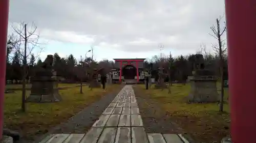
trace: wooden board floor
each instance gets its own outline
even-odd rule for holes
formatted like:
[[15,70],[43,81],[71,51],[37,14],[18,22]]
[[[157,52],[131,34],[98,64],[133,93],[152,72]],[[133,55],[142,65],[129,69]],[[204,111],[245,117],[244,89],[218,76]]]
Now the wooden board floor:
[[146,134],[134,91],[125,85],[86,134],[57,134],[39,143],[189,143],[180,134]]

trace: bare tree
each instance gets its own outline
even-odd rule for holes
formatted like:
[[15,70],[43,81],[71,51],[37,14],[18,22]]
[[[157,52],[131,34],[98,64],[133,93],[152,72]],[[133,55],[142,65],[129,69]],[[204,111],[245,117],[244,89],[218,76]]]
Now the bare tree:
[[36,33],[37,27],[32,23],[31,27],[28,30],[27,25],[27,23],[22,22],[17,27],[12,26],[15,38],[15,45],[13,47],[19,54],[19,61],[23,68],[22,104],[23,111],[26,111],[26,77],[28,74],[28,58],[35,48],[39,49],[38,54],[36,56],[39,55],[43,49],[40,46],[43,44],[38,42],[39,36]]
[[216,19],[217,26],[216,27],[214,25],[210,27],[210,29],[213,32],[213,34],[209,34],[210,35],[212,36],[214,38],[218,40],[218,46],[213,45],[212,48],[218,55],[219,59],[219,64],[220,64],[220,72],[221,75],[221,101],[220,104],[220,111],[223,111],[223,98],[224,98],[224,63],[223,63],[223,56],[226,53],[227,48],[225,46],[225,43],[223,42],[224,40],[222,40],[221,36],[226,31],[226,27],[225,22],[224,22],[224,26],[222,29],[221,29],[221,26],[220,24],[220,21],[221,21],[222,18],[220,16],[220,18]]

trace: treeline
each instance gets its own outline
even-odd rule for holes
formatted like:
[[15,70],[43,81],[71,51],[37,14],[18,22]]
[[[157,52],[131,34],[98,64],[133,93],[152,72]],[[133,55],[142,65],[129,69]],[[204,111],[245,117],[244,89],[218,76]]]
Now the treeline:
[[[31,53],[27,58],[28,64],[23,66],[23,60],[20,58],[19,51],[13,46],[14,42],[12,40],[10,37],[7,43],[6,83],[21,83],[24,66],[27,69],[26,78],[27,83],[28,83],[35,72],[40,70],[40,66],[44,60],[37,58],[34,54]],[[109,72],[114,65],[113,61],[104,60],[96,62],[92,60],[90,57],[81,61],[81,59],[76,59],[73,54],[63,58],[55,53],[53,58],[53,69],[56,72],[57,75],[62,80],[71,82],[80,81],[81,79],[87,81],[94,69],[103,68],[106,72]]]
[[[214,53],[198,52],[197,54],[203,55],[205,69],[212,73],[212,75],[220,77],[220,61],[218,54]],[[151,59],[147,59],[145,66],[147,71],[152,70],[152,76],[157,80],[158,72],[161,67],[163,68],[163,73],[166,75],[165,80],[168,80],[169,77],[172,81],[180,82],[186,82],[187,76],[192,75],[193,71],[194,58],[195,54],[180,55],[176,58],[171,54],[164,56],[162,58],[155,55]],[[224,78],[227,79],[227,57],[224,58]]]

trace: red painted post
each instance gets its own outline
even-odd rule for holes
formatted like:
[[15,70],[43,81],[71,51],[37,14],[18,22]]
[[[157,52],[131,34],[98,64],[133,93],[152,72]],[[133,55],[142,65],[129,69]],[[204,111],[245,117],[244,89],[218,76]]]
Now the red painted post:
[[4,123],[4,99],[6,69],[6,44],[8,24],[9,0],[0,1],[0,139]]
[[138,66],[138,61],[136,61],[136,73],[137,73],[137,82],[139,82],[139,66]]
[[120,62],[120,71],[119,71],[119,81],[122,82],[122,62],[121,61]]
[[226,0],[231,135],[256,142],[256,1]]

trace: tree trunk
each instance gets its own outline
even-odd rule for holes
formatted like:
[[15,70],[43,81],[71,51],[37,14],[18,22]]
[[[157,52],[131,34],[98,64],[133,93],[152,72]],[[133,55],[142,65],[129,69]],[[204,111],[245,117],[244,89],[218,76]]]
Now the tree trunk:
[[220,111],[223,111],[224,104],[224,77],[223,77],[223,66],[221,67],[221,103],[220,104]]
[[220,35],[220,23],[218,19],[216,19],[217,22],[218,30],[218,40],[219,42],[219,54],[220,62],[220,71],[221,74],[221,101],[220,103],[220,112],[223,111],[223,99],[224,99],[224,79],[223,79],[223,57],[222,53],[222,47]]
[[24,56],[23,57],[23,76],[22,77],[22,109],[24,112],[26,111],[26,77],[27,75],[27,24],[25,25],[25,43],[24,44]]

# # # # # # #

_Exercise details_
Repeat all of the rows above word for word, but leave the pictures out of your answer.

_Result_
trace: wooden board floor
each instance gets its own outline
even-odd rule for holes
formatted like:
[[15,70],[43,81],[71,51],[37,14],[18,22]]
[[[157,52],[131,34],[98,64],[133,93],[152,72]],[[133,55],[142,65],[129,69]],[[204,111],[245,117],[244,89],[218,76]]]
Now the wooden board floor:
[[146,134],[134,91],[125,85],[86,134],[57,134],[39,143],[189,143],[180,134]]

trace: bare tree
each instance gets its own outline
even-odd rule for holes
formatted like:
[[15,70],[43,81],[71,51],[37,14],[18,22]]
[[[157,52],[131,34],[98,64],[133,93],[152,72]],[[133,55],[142,65],[129,69]],[[204,111],[245,117],[244,89],[218,76]]]
Now the bare tree:
[[36,33],[37,27],[32,23],[31,27],[28,30],[27,25],[27,23],[22,22],[17,27],[12,26],[15,38],[15,45],[13,47],[19,54],[19,61],[23,68],[22,104],[23,111],[26,111],[26,77],[28,74],[28,58],[35,48],[39,49],[38,54],[36,56],[39,55],[43,49],[40,46],[43,44],[38,42],[39,36]]
[[216,19],[217,26],[216,27],[214,25],[210,27],[210,29],[213,32],[213,34],[209,34],[210,35],[212,36],[214,38],[218,40],[218,46],[213,45],[212,48],[218,55],[219,59],[219,64],[220,64],[220,72],[221,75],[221,101],[220,104],[220,111],[223,111],[223,98],[224,98],[224,63],[223,63],[223,56],[226,53],[227,48],[225,46],[225,43],[223,42],[224,40],[222,40],[221,36],[226,31],[226,27],[225,22],[224,22],[224,26],[222,29],[221,29],[221,26],[220,24],[220,21],[221,21],[222,18],[220,16],[220,18]]

trace: treeline
each instance gets its own outline
even-odd rule for holes
formatted like:
[[15,70],[43,81],[71,51],[37,14],[18,22]]
[[[157,52],[131,34],[98,64],[133,93],[152,72]],[[133,55],[142,65],[129,69]],[[204,111],[245,117],[244,89],[218,76]]]
Now the treeline:
[[[31,53],[27,58],[28,64],[23,66],[23,60],[20,58],[19,51],[13,46],[14,42],[12,40],[10,37],[7,43],[6,83],[21,83],[24,66],[27,69],[26,78],[27,83],[28,83],[35,72],[40,70],[40,66],[44,60],[37,58],[34,54]],[[109,72],[114,65],[113,61],[104,60],[96,62],[92,60],[90,57],[81,61],[81,59],[76,59],[73,54],[63,58],[55,53],[53,58],[53,69],[56,72],[57,75],[62,80],[71,82],[80,81],[81,79],[87,81],[94,69],[103,68],[106,72]]]
[[[214,53],[198,52],[197,54],[203,55],[205,69],[212,73],[212,75],[220,77],[220,61],[218,54]],[[151,59],[147,59],[145,66],[147,71],[152,70],[152,76],[157,80],[158,72],[161,67],[163,68],[163,73],[166,75],[165,80],[168,80],[169,77],[172,81],[180,82],[186,82],[187,76],[192,75],[193,71],[194,58],[195,54],[180,55],[176,58],[171,54],[164,56],[162,58],[155,55]],[[224,78],[227,79],[227,57],[224,58]]]

trace: red painted post
each instance gets its own outline
even-odd rule for holes
formatted like:
[[15,70],[43,81],[71,51],[37,14],[18,22]]
[[[157,52],[131,34],[98,64],[133,93],[152,72]],[[133,55],[142,65],[129,69]],[[204,111],[245,117],[244,89],[218,76]]]
Now the red painted post:
[[4,123],[4,99],[6,69],[6,44],[8,24],[9,0],[0,1],[0,139]]
[[138,66],[138,61],[136,61],[136,73],[137,73],[137,82],[139,82],[139,66]]
[[120,62],[120,71],[119,71],[119,81],[122,82],[122,62],[121,61]]
[[226,0],[231,135],[256,142],[256,1]]

trace: tree trunk
each instance gets its own outline
even-odd rule for holes
formatted like:
[[15,70],[43,81],[71,51],[37,14],[18,22]]
[[[157,52],[131,34],[98,64],[133,93],[152,72]],[[133,55],[142,65],[129,69]],[[204,111],[245,117],[244,89],[218,76]]]
Now the tree trunk:
[[220,111],[223,111],[224,104],[224,77],[223,77],[223,66],[221,67],[221,103],[220,104]]
[[220,35],[220,23],[218,19],[216,19],[217,22],[218,30],[218,40],[219,42],[219,54],[220,62],[220,71],[221,74],[221,101],[220,103],[220,112],[223,111],[223,99],[224,99],[224,79],[223,79],[223,57],[222,53],[222,47]]
[[24,56],[23,57],[23,76],[22,77],[22,109],[24,112],[26,111],[26,77],[27,75],[27,24],[25,25],[25,43],[24,44]]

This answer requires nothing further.